Supplied information:
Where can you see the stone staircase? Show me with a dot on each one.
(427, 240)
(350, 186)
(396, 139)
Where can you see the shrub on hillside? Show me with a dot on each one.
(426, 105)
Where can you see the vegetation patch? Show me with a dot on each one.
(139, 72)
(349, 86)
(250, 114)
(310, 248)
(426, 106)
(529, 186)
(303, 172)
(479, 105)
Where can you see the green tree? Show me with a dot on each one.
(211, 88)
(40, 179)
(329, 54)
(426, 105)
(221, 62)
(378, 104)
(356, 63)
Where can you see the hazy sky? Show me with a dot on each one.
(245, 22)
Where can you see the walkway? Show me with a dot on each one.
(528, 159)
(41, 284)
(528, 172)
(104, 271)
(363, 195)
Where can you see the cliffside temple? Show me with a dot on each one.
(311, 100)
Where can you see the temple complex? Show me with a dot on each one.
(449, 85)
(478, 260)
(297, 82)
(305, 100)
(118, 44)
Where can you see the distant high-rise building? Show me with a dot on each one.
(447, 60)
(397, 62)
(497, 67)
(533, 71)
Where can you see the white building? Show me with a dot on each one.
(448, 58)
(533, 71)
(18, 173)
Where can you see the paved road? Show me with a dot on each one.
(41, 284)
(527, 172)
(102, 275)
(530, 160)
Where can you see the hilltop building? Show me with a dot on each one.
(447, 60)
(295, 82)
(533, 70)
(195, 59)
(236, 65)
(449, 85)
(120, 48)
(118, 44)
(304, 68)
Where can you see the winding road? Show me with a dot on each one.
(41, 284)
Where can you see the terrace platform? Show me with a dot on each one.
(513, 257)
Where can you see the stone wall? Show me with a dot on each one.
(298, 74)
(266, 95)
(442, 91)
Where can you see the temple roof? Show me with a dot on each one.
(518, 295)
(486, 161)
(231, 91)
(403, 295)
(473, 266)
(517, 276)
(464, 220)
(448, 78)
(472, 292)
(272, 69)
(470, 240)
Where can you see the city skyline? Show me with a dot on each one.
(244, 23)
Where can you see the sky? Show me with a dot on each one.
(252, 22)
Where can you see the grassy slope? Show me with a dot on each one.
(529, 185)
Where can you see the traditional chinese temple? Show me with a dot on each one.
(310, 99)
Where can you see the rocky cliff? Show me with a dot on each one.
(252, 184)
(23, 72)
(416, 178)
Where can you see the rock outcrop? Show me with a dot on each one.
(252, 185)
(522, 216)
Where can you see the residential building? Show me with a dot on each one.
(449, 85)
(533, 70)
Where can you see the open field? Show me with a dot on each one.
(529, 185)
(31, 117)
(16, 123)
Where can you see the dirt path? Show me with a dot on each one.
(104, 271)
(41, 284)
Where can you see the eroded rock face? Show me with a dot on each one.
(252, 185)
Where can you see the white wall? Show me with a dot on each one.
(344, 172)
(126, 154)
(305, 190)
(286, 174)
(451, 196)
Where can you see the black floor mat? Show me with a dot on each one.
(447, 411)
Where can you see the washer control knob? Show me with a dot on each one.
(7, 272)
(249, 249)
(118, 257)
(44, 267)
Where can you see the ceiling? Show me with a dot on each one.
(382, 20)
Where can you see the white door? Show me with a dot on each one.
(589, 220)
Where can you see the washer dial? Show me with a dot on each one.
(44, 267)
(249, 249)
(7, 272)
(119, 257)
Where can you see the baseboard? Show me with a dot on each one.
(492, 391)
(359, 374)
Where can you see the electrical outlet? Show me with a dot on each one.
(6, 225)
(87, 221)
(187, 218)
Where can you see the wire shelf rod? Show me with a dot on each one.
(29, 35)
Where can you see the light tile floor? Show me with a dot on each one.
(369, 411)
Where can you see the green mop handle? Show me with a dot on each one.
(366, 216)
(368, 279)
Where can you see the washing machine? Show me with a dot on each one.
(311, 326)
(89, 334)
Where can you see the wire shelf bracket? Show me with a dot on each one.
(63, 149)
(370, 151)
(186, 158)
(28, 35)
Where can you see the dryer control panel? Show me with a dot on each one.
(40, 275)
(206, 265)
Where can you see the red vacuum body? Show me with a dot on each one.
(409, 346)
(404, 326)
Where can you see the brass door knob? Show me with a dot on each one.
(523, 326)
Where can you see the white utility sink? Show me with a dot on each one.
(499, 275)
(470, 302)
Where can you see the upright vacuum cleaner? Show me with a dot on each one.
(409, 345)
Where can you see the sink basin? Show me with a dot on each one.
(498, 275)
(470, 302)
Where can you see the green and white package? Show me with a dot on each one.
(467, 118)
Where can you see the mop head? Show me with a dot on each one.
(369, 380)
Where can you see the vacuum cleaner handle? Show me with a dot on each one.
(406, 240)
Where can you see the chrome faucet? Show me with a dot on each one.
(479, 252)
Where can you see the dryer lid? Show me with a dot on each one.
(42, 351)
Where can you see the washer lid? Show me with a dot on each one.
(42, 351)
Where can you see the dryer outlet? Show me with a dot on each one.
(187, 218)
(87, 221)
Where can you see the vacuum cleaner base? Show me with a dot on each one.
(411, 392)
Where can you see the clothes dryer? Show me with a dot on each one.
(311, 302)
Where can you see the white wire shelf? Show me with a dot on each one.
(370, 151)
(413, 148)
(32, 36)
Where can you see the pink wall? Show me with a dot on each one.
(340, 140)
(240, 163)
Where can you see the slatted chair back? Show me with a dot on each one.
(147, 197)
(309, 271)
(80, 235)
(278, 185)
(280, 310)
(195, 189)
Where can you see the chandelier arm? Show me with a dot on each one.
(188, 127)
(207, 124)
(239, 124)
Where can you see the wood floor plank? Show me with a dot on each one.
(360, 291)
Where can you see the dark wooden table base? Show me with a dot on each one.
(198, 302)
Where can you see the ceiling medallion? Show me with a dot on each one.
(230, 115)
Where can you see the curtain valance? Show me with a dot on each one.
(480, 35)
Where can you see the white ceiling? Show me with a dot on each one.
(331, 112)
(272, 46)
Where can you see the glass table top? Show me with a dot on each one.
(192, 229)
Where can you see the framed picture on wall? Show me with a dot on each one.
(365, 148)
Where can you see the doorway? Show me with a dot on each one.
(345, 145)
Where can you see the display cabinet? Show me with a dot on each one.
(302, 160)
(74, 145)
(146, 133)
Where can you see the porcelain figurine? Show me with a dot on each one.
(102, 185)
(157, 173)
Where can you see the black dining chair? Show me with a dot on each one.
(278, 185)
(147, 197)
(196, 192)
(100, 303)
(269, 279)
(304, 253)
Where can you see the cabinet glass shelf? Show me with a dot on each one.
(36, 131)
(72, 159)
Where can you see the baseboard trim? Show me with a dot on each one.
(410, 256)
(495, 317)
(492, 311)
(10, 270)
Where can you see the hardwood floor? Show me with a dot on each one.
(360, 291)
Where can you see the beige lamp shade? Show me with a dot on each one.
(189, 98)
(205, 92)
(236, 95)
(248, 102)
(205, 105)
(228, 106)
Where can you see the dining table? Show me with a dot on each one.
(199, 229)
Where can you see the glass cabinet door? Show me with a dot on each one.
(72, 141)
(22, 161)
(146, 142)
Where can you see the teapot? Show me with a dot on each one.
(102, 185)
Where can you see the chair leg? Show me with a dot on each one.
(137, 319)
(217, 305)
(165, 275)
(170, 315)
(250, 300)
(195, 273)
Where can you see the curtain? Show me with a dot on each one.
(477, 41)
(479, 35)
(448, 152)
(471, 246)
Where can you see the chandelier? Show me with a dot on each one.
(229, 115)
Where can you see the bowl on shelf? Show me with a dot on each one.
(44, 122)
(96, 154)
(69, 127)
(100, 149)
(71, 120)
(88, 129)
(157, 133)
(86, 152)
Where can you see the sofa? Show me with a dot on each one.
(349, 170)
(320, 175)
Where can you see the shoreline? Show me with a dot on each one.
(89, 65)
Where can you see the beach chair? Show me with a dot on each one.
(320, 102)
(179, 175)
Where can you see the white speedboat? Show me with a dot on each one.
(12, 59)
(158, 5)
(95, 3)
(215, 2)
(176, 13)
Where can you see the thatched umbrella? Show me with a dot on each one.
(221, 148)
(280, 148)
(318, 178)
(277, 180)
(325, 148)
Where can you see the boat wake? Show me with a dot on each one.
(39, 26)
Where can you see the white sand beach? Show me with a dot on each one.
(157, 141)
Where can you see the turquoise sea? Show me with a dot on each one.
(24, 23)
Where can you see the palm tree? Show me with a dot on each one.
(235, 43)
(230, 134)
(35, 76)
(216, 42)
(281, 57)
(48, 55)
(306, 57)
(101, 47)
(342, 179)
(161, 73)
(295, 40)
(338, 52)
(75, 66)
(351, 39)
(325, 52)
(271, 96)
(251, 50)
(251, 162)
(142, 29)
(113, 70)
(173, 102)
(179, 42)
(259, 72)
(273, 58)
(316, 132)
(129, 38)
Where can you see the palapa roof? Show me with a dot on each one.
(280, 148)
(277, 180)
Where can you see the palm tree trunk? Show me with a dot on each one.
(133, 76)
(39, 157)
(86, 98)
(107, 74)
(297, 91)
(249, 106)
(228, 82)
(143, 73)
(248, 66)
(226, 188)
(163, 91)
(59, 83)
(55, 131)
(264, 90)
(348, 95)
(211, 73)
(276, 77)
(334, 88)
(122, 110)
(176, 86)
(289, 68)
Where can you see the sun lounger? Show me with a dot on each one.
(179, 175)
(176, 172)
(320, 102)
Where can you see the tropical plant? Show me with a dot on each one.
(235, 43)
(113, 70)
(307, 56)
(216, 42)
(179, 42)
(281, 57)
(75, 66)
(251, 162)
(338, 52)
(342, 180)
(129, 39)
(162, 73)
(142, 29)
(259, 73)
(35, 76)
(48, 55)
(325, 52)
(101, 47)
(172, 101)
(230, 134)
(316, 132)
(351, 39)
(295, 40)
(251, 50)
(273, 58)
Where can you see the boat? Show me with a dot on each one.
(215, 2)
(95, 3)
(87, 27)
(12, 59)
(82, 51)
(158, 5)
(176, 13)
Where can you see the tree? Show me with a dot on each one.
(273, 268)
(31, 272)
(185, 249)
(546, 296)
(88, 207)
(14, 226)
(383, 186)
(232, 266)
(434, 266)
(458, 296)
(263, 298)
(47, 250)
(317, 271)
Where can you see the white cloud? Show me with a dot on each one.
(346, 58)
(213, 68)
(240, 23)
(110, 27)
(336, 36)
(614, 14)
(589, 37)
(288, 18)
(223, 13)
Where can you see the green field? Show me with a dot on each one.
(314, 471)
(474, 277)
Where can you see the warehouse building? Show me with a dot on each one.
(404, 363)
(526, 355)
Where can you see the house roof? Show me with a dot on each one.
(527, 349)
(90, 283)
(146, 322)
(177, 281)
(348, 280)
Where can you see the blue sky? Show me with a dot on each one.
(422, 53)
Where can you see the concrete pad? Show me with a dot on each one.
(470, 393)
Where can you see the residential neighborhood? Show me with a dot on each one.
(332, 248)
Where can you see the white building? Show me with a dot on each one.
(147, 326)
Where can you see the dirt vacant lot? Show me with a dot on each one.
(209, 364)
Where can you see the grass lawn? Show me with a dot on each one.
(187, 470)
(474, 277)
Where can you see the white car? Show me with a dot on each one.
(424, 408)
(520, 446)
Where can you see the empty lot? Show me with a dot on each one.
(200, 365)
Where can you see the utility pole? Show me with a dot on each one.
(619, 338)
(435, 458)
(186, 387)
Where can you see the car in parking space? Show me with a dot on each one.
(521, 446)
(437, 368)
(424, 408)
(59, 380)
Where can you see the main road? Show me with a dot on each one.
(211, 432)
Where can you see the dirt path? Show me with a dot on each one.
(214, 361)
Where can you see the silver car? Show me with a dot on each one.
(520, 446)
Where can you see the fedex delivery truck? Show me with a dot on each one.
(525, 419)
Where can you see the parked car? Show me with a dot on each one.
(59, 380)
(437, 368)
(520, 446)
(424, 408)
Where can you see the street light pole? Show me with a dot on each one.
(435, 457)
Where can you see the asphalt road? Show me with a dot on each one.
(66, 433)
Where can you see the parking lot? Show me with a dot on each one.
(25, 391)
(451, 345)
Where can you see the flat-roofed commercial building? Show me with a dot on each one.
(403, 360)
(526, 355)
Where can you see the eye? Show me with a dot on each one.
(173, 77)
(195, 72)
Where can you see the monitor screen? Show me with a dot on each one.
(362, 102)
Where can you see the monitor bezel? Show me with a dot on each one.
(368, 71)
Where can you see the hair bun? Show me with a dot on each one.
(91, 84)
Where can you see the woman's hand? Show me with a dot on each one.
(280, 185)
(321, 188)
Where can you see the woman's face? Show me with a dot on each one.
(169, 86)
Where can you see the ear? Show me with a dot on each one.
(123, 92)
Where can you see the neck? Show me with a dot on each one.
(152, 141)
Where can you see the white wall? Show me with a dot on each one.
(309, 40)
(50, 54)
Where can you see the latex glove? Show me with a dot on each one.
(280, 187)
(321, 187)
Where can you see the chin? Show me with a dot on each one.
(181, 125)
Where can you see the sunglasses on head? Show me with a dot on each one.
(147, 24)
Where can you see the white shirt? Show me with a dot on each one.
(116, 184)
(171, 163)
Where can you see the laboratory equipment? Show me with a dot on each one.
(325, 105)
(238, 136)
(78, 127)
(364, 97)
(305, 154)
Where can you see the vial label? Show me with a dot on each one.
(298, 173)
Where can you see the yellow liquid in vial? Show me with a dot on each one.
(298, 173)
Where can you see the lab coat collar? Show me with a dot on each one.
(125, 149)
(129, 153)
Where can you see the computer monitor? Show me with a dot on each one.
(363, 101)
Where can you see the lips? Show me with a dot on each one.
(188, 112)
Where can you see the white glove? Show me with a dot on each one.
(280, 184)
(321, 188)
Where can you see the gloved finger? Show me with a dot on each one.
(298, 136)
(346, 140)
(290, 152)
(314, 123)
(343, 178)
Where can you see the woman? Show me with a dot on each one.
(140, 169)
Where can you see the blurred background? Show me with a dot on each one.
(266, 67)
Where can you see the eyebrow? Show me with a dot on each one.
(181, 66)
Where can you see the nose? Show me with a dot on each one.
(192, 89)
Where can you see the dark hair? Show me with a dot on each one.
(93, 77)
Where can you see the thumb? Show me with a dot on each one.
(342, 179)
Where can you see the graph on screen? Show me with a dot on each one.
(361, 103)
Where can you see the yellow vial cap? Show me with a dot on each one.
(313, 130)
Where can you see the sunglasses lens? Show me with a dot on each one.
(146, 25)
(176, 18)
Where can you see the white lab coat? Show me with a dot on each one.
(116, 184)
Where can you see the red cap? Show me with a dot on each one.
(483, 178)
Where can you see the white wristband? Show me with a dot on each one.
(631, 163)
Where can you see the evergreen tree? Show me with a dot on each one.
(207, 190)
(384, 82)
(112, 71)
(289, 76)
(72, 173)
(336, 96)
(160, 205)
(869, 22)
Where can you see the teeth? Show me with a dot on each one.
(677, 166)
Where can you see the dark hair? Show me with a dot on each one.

Prompt: Starting at the line that contains "Where can you see the gloved" and continuing through the end of the material, arrange every line as a JSON list of strings, one string per line, leaving out blank lines.

Response:
[
  "Where can you see the gloved finger? Show me with a dot on each one.",
  "(298, 136)",
  "(346, 140)",
  "(290, 152)",
  "(314, 123)",
  "(343, 178)",
  "Where can you see the woman? Show me with a dot on each one.",
  "(140, 169)",
  "Where can you see the blurred background? Show me with a dot on each one.",
  "(266, 67)",
  "Where can you see the eyebrow? Show me with a dot on each one.",
  "(181, 66)",
  "Where can you see the nose? Show me with a dot on each one.",
  "(192, 89)",
  "Where can you see the dark hair? Show me with a dot on each one.",
  "(93, 77)",
  "Where can you see the thumb? Show me with a dot on each one.",
  "(342, 179)",
  "Where can you see the graph on screen? Show me with a dot on each one.",
  "(361, 103)",
  "Where can you see the yellow vial cap? Show me with a dot on each one.",
  "(313, 130)",
  "Where can you see the sunglasses lens? Show me with a dot on each one.",
  "(146, 25)",
  "(176, 18)",
  "Where can you see the white lab coat? Show me with a dot on each one.",
  "(116, 184)",
  "Where can you see the red cap? Show me with a dot on each one.",
  "(483, 178)",
  "Where can you see the white wristband? Show me with a dot on each one.",
  "(631, 163)",
  "Where can you see the evergreen tree? Show me with a dot on each one.",
  "(207, 190)",
  "(384, 82)",
  "(112, 71)",
  "(289, 76)",
  "(72, 173)",
  "(336, 96)",
  "(160, 205)",
  "(869, 22)",
  "Where can you see the teeth? Show me with a dot on each one.",
  "(677, 166)",
  "Where can you see the dark hair? Show me with a dot on each one."
]